Transcribe exactly the lines from the one holding "Where can the wooden dock be seen here?" to the end of the data below, including both of those lines and no others.

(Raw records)
★ ★ ★ ★ ★

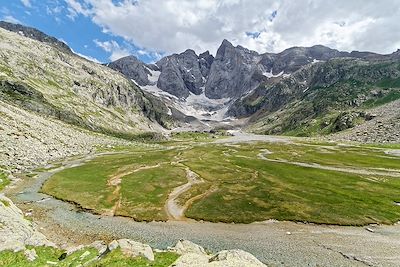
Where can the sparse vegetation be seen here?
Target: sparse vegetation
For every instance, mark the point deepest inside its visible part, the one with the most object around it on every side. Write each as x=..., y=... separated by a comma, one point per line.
x=240, y=186
x=47, y=256
x=4, y=181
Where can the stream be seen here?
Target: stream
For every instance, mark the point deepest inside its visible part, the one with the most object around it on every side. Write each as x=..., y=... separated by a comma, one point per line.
x=275, y=243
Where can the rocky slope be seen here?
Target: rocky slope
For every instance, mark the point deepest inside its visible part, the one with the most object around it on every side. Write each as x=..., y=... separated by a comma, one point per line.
x=35, y=35
x=322, y=98
x=40, y=77
x=28, y=140
x=300, y=91
x=21, y=244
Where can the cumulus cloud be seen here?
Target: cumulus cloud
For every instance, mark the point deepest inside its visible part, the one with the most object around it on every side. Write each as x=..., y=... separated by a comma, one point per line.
x=26, y=3
x=113, y=48
x=11, y=19
x=264, y=25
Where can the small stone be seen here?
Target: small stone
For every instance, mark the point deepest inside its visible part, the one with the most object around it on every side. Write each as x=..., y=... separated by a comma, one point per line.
x=30, y=254
x=84, y=255
x=185, y=246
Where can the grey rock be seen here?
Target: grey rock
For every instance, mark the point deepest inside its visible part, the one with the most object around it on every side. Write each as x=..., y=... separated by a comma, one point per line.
x=101, y=246
x=15, y=231
x=184, y=73
x=231, y=73
x=30, y=254
x=132, y=68
x=227, y=256
x=185, y=246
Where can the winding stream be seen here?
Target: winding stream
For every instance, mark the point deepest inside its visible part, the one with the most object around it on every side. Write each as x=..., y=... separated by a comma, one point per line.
x=275, y=243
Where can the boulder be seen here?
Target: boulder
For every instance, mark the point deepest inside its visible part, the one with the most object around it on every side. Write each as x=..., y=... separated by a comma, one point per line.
x=235, y=257
x=100, y=246
x=15, y=231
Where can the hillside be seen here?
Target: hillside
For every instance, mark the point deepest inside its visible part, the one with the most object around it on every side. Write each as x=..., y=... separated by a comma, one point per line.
x=302, y=91
x=39, y=77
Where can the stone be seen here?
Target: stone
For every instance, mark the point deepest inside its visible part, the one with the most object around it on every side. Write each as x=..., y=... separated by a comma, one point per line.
x=132, y=248
x=185, y=246
x=16, y=232
x=84, y=255
x=100, y=246
x=30, y=254
x=231, y=257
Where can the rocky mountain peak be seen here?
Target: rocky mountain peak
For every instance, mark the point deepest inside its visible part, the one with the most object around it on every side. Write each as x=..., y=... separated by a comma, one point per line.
x=133, y=68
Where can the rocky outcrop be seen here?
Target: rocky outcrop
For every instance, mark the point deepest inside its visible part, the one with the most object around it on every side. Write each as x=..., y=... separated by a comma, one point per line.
x=382, y=126
x=185, y=73
x=194, y=255
x=28, y=140
x=232, y=72
x=132, y=68
x=35, y=35
x=16, y=232
x=42, y=78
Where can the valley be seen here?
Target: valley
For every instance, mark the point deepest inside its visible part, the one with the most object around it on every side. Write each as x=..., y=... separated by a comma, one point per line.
x=271, y=237
x=292, y=156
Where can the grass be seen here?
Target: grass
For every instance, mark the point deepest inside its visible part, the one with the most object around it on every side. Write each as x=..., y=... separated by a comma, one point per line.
x=114, y=258
x=5, y=202
x=4, y=181
x=241, y=187
x=391, y=96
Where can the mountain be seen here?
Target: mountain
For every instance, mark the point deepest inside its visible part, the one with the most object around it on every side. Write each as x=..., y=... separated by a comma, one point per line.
x=300, y=91
x=44, y=77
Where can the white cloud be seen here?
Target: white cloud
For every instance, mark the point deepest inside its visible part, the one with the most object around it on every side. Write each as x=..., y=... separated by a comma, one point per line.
x=84, y=56
x=175, y=25
x=26, y=3
x=11, y=19
x=113, y=48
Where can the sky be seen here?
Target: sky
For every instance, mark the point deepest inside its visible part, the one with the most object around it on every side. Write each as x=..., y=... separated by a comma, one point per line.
x=105, y=30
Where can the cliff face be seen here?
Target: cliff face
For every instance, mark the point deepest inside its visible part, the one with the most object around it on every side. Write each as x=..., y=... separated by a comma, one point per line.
x=43, y=78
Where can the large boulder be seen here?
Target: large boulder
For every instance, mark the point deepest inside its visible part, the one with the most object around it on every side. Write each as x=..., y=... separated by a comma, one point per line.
x=15, y=231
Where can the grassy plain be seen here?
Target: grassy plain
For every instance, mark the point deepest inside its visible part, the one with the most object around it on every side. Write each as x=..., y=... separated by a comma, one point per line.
x=239, y=185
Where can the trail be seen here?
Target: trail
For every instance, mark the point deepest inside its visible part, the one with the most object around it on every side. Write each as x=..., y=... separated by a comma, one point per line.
x=172, y=208
x=275, y=243
x=115, y=181
x=384, y=172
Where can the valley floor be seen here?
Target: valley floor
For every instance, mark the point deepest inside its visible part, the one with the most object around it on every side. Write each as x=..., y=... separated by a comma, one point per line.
x=364, y=179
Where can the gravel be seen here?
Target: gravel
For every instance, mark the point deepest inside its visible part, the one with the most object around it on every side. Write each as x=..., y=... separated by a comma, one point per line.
x=274, y=243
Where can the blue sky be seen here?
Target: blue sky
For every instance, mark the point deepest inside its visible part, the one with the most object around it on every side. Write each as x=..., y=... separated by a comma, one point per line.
x=149, y=29
x=80, y=33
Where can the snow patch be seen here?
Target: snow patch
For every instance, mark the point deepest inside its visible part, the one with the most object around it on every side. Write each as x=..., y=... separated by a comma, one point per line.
x=271, y=75
x=134, y=82
x=153, y=78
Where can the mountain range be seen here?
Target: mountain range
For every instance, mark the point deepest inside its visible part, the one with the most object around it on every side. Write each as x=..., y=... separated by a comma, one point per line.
x=301, y=91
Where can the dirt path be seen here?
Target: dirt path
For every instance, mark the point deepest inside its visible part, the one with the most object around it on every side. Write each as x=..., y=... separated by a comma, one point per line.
x=115, y=181
x=384, y=172
x=172, y=208
x=278, y=244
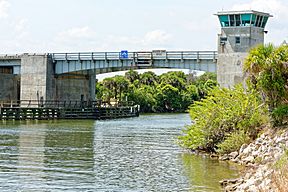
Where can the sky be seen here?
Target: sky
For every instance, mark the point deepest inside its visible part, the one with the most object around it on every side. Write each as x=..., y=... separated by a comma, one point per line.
x=53, y=26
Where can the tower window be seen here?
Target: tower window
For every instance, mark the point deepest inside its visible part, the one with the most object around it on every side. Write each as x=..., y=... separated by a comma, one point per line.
x=237, y=40
x=238, y=20
x=232, y=20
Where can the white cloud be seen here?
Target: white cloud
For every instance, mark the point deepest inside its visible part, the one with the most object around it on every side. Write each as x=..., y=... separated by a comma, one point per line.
x=278, y=24
x=157, y=37
x=276, y=7
x=4, y=5
x=77, y=32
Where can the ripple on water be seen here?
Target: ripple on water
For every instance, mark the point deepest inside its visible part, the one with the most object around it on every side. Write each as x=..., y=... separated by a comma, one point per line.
x=136, y=154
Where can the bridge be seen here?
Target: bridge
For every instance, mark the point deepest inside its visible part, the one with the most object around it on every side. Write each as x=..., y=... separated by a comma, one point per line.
x=72, y=76
x=103, y=62
x=116, y=61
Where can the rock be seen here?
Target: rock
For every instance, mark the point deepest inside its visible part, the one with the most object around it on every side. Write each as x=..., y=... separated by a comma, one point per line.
x=233, y=155
x=224, y=157
x=242, y=148
x=249, y=159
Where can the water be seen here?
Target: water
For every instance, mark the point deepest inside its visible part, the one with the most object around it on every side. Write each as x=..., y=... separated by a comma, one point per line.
x=136, y=154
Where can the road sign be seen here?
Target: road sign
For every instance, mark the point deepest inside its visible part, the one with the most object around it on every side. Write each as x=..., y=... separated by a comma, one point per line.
x=124, y=54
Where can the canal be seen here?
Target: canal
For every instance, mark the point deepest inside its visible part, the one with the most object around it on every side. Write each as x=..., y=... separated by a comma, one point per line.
x=135, y=154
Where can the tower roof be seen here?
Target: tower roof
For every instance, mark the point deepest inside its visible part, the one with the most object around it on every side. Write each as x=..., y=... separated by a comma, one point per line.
x=243, y=12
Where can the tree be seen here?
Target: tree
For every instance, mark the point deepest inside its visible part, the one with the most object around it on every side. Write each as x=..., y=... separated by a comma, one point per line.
x=175, y=78
x=132, y=75
x=168, y=98
x=121, y=85
x=148, y=78
x=267, y=71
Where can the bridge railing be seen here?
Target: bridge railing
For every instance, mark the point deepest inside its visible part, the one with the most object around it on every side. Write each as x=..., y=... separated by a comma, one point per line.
x=63, y=104
x=135, y=55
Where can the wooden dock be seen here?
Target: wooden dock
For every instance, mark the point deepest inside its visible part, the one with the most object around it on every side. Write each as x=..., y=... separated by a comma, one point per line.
x=41, y=110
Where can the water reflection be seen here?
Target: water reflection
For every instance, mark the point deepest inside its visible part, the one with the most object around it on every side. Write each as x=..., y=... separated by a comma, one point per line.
x=205, y=173
x=137, y=154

★ ★ ★ ★ ★

__ANSWER TO THIS PROBLEM__.
Where can the wooden dock be seen here?
Target: wooden dock
For every instance, mark the point deepest inside its visible part, the one with the most object around it on every side. Write each as x=..., y=... separated by a comma, one point per line.
x=41, y=110
Where can the water reflection be seen here?
Target: water reflection
For every instance, mark the point deepest inside its visible part, the one with the most object around it on every side. Write each as x=..., y=... separated by a comma, one point per line.
x=205, y=173
x=137, y=154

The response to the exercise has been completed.